[Excerpts from segmentation records]
---+---

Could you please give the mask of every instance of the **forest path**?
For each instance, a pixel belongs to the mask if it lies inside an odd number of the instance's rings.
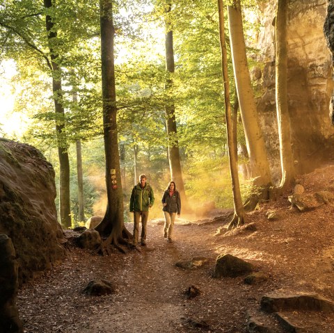
[[[305,175],[303,182],[310,192],[334,185],[334,165]],[[173,243],[164,238],[163,225],[152,220],[148,226],[148,248],[141,252],[122,254],[115,251],[100,257],[74,249],[62,265],[19,291],[17,304],[24,332],[205,330],[186,323],[189,319],[205,320],[208,333],[245,333],[247,314],[250,314],[267,325],[271,333],[280,333],[283,331],[273,317],[260,311],[264,294],[310,293],[334,300],[334,204],[303,213],[290,208],[287,196],[283,196],[248,213],[244,227],[219,236],[215,233],[222,222],[179,220]],[[273,210],[280,217],[269,221],[266,214]],[[133,225],[127,227],[132,232]],[[213,279],[216,257],[226,253],[253,263],[269,279],[254,285],[245,284],[244,277]],[[191,270],[175,265],[194,257],[207,257],[209,261]],[[116,293],[83,294],[88,282],[97,279],[113,282]],[[191,285],[201,293],[186,300],[184,292]],[[308,327],[306,332],[334,332],[333,316],[318,314],[315,318],[314,314],[294,311],[293,319]]]
[[[153,221],[148,227],[148,247],[141,252],[100,257],[74,249],[63,264],[20,291],[18,305],[24,332],[198,332],[185,322],[189,318],[205,320],[209,325],[207,332],[245,332],[241,300],[245,285],[211,276],[217,256],[214,233],[220,225],[176,223],[175,242],[169,243],[163,237],[163,225]],[[127,225],[131,231],[132,226]],[[191,270],[175,266],[193,257],[205,257],[209,262]],[[113,281],[116,294],[84,295],[88,282],[97,279]],[[201,295],[186,300],[184,292],[191,285],[199,288]]]

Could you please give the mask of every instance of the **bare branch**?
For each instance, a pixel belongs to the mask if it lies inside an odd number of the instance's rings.
[[[30,42],[19,31],[18,31],[17,29],[15,29],[15,28],[10,26],[8,26],[8,24],[6,24],[6,23],[3,23],[3,22],[1,22],[0,21],[0,26],[3,26],[4,28],[7,29],[9,29],[10,31],[12,31],[13,32],[14,32],[15,33],[16,33],[19,37],[20,37],[23,41],[29,47],[31,47],[31,49],[34,49],[35,51],[36,51],[37,52],[38,52],[40,54],[42,54],[42,57],[46,60],[47,61],[47,66],[49,67],[49,68],[52,70],[52,66],[51,65],[51,63],[50,63],[50,60],[49,60],[49,58],[47,58],[47,56],[45,56],[45,54],[44,54],[44,52],[41,50],[40,50],[34,44]]]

---+---

Exercise directions: Go through the entries above and print each one exactly, minus the pictures.

Result for this task:
Could you please give the mask of every instance of the **forest path**?
For each instance, a pixel belongs to the mask if it lies inside an odd number of the instance's rings.
[[[305,175],[303,182],[310,192],[334,185],[334,165]],[[173,243],[164,238],[163,225],[152,220],[148,226],[148,248],[141,252],[122,254],[115,251],[100,257],[74,249],[62,265],[19,291],[17,304],[24,332],[205,330],[186,323],[189,319],[205,320],[208,333],[245,333],[247,314],[250,314],[267,325],[271,333],[280,333],[283,331],[273,317],[260,311],[264,294],[310,293],[334,300],[334,204],[303,213],[290,208],[287,196],[283,196],[248,213],[244,227],[219,236],[215,233],[222,222],[179,220]],[[273,210],[280,217],[269,221],[266,214]],[[133,225],[127,227],[132,232]],[[213,279],[216,257],[226,253],[253,263],[269,279],[254,285],[245,284],[244,277]],[[191,270],[175,265],[194,257],[207,257],[209,261]],[[116,293],[83,294],[88,282],[97,279],[113,282]],[[191,285],[201,293],[186,300],[184,292]],[[308,327],[306,332],[334,332],[333,316],[318,314],[315,318],[314,314],[294,311],[293,319]]]
[[[153,221],[148,227],[148,247],[141,252],[100,257],[74,249],[63,264],[20,291],[18,305],[24,332],[198,332],[185,322],[189,318],[205,320],[209,325],[207,332],[245,332],[241,300],[245,285],[211,276],[217,256],[214,233],[220,225],[176,223],[175,242],[169,243],[163,237],[163,225]],[[127,225],[131,231],[132,226]],[[191,270],[175,266],[193,257],[205,257],[209,262]],[[113,281],[116,294],[84,295],[88,282],[97,279]],[[201,295],[186,300],[184,292],[191,285],[199,288]]]

Could you please give the mask of every instance of the **bare branch**?
For each instance, a pixel belongs to the mask if it lies inside an odd number of the instance's rings.
[[[30,42],[19,31],[18,31],[17,29],[15,29],[15,28],[10,26],[8,26],[8,24],[6,24],[6,23],[3,23],[3,22],[1,22],[0,21],[0,26],[3,26],[4,28],[7,29],[9,29],[10,31],[12,31],[13,32],[14,32],[15,33],[16,33],[19,37],[20,37],[23,41],[29,47],[31,47],[31,49],[34,49],[35,51],[36,51],[37,52],[38,52],[40,54],[42,54],[42,57],[46,60],[47,61],[47,66],[49,67],[49,68],[52,70],[52,66],[51,65],[51,63],[50,63],[50,60],[49,60],[49,58],[47,58],[47,56],[45,56],[45,54],[44,54],[44,52],[41,50],[40,50],[34,44]]]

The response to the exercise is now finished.